What is being asked: Below are the entries; output exactly the lines from the one containing "# locate oven door" through the final line, inclusive.

(Data listing)
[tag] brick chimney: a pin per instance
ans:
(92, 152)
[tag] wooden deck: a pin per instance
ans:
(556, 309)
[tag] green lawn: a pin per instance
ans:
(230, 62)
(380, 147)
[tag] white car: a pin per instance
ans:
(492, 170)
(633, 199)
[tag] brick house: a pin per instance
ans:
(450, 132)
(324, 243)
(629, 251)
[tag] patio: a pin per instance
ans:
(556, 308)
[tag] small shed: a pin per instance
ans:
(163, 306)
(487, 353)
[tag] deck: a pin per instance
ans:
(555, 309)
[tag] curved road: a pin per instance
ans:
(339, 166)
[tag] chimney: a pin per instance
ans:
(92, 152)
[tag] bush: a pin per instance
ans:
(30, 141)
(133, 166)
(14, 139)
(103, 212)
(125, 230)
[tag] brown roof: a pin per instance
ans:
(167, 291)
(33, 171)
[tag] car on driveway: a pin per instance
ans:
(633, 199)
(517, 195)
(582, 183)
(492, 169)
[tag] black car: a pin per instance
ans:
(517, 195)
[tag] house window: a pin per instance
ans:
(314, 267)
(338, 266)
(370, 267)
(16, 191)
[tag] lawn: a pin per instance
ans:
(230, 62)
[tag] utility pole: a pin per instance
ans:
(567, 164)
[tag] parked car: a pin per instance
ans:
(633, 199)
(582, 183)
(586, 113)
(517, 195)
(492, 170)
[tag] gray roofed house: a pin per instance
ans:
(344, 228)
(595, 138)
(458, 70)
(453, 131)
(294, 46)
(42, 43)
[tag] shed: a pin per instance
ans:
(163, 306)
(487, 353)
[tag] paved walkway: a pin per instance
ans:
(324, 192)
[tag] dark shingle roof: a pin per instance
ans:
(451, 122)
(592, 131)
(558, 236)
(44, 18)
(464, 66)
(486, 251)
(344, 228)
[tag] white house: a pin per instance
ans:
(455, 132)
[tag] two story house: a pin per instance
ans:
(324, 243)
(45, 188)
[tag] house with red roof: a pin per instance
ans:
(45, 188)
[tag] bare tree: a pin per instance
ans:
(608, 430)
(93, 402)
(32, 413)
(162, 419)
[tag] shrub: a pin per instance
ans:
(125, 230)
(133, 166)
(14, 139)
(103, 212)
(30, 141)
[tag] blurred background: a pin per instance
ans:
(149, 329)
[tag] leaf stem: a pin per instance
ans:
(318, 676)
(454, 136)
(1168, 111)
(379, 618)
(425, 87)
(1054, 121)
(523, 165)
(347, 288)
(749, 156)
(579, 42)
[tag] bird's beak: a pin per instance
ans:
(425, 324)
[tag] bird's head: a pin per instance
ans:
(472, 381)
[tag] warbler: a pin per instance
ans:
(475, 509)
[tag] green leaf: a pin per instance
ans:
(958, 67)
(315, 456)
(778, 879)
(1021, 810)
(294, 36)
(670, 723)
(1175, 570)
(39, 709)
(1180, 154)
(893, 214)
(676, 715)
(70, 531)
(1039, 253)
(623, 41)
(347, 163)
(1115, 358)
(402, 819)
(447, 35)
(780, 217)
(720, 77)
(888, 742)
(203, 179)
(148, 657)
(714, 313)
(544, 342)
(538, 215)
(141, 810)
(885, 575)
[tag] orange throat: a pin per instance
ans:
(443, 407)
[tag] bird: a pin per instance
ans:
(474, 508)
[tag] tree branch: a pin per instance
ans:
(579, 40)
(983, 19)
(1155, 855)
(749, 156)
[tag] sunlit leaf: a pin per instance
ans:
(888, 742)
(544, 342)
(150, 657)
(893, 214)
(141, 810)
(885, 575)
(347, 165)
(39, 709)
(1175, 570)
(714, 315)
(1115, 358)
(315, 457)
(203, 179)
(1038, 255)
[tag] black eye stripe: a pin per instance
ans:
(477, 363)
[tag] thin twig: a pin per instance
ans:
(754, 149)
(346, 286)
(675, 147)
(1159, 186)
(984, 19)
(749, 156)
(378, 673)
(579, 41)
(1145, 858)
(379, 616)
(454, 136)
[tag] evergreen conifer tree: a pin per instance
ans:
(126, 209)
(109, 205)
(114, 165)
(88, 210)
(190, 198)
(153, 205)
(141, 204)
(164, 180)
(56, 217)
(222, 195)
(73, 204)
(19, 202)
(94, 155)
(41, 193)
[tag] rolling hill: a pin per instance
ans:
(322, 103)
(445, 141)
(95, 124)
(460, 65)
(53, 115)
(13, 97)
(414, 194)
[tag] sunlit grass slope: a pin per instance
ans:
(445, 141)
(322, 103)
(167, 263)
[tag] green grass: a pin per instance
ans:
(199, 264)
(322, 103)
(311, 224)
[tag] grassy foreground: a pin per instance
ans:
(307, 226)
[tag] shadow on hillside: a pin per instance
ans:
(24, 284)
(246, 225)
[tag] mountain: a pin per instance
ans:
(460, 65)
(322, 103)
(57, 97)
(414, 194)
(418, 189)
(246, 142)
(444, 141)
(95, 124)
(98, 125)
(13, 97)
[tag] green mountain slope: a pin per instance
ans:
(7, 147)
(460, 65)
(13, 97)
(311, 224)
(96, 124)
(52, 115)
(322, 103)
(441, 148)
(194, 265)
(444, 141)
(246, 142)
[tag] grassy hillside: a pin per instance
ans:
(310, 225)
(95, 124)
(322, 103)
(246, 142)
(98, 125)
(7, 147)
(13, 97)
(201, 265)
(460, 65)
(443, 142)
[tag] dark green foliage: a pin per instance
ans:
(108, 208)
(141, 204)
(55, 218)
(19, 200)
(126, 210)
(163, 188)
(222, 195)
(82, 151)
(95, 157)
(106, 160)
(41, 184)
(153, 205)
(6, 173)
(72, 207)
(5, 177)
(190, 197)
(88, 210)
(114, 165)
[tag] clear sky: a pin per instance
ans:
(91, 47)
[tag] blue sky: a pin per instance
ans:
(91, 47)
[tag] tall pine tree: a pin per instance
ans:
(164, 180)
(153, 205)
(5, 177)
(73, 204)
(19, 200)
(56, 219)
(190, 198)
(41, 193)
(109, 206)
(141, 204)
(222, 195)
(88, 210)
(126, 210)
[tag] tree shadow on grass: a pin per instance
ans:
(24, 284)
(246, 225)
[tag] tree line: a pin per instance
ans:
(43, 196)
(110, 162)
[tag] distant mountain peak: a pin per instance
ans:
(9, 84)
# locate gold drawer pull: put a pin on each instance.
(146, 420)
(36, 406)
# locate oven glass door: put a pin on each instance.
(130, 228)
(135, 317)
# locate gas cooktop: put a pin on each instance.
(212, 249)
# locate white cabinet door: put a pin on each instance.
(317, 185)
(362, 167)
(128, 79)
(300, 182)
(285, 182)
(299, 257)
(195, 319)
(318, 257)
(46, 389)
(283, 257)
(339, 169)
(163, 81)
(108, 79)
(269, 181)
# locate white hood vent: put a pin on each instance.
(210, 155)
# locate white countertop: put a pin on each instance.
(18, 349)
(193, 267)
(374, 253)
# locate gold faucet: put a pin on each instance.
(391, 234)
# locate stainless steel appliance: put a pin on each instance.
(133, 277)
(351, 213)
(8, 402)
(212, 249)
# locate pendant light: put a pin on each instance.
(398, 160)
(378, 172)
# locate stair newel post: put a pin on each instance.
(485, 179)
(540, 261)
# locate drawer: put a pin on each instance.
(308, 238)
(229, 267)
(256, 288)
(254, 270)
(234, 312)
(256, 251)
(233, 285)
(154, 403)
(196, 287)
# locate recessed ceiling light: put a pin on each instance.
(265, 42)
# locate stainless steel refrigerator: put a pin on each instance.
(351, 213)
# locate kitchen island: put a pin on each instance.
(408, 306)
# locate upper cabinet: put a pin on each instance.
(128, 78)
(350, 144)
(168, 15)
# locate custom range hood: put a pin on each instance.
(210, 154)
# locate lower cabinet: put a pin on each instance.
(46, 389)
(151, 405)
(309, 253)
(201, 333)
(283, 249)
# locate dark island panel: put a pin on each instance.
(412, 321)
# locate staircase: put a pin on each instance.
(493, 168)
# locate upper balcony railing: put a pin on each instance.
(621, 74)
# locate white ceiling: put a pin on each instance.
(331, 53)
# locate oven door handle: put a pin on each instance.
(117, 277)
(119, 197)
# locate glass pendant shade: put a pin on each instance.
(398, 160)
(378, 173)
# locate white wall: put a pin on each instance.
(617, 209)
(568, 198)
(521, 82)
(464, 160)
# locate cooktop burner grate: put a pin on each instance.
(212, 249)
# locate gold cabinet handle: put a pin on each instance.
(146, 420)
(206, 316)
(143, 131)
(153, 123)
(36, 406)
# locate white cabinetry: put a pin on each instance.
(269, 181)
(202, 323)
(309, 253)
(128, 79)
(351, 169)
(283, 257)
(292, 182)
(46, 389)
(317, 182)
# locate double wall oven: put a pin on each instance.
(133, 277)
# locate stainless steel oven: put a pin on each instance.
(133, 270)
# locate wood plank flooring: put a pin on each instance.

Task output:
# locate oven door handle: put a pin on each instance.
(117, 277)
(119, 197)
# locate glass pendant shade: put a pin on each instance.
(398, 160)
(378, 173)
# locate white wall: put a pin on each instance.
(617, 209)
(568, 198)
(521, 82)
(464, 160)
# locate cooktop burner grate: put a pin on each instance.
(212, 249)
# locate gold cabinet handle: put a pin on each instance.
(146, 420)
(206, 316)
(143, 131)
(153, 123)
(36, 406)
# locate white cabinetry: put a pin on each instance.
(269, 181)
(202, 323)
(309, 253)
(128, 79)
(351, 169)
(283, 257)
(292, 182)
(46, 389)
(317, 182)
# locate double wall oven: put a pin on each instance.
(133, 277)
# locate stainless steel oven: put a pin on each instance.
(133, 270)
# locate wood plank flooring: put a pin on each instance.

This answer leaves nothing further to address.